» Extract provided:
The meager savings account interest rates found at most financial institutions may not be enough to convince everyone to stash their money at the bank, but offering a chance to win a cash prize for making a deposit may bring dramatically more savers into the fold.

That's according to recent research by several groups on the subject of prize-linked savings accounts. The chance to win big seems to be a sufficient motivation for many individuals to save in everything from savings bonds to certificates of deposit (CDs).

The link between prizes and savings

Last month, the non-profit Doorways to Dreams Fund issued a report on its Save Your Refund program, which encouraged those receiving a federal tax return to put at least $50 in a qualified savings account. In exchange, they would be entered for a chance to win a $250 weekly prize or a $25,000 grand prize.

Although relatively few individuals took advantage of the program in its first year -- only 772 entries were received -- Doorways to Dreams says it was pleased with the results and that it plans to run the promotion again in 2014. The average participant saved 33 percent of their tax return, and $691,797 was saved in savings bonds, savings accounts, CDs and IRAs, among other qualified options.

The Save Your Refund program comes on the heels of Doorways to Dreams' highly popular Save to Win pilot program in Michigan. That program enters individuals into cash drawings for every $25 they deposit into a savings certificate at participating credit unions.

» Given material:
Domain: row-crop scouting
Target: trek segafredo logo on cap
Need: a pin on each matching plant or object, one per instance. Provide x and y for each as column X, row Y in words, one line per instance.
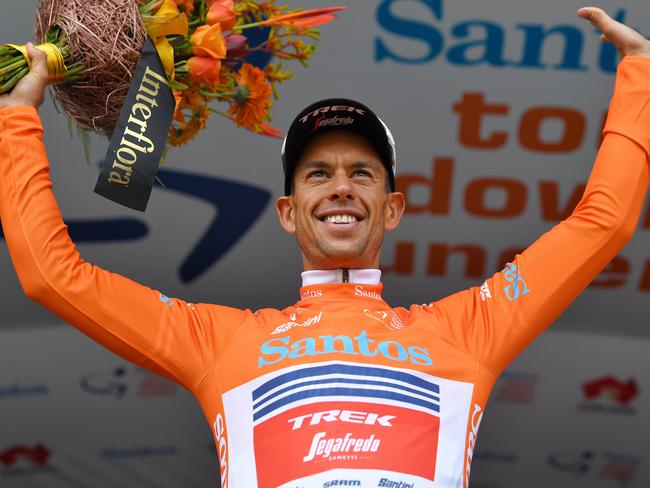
column 332, row 108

» Request 1:
According to the prize-linked savings article, why might a cash prize draw more savers to the bank? Answer in one to three sentences.
» Request 2:
Can you carry the prize-linked savings article forward from its last sentence, the one about the Save to Win pilot in Michigan?
The listing has nothing to do with the prize-linked savings article.

» Written reply 1:
Most financial institutions pay meager savings interest rates, which may not convince everyone to keep their money at the bank. Research on prize-linked savings accounts suggests that the chance to win big gives many people enough motivation to save.

» Written reply 2:
In 2012, more than 15,000 individuals participated in the Save to Win program at 58 Michigan credit unions. They saved nearly $44 million and had an average year-end balance of more than $2,800. In addition, 82 percent of accounts open in December 2011 rolled over to 2012. What's more, 94 percent of self-reported non-savers rolled over their accounts, which may indicate that a cash prize trumps today's CD yields when it comes to encouraging savings.

The trouble with prize-linked savings

While prize-linked savings accounts appear to be successful at luring non-savers to deposit money, they also aren't legal at most of the country's major institutions. According to policy research group The Heritage Foundation, federal law restricts the use of prize-linked savings promotions at banks.

But while the promotions may be off-limits to banks, credit unions in some states can offer cash prizes as an incentive for saving. In a May 2013 report, The Heritage Foundation notes that 10 states may allow credit unions to offer prize-linked savings.

As concerns grow about the ability of many Americans to retire comfortably, more states could warm to prize-linked savings options. In June 2013, the National Bureau of Economic Research issued a paper indicating that prize-linked savings were particularly appealing to lottery players and those with low bank account balances -- groups that may especially benefit from having more money in the bank.

If these programs do take off, entering the lottery may eventually pay off for plenty of savers -- even if they never claim a jackpot.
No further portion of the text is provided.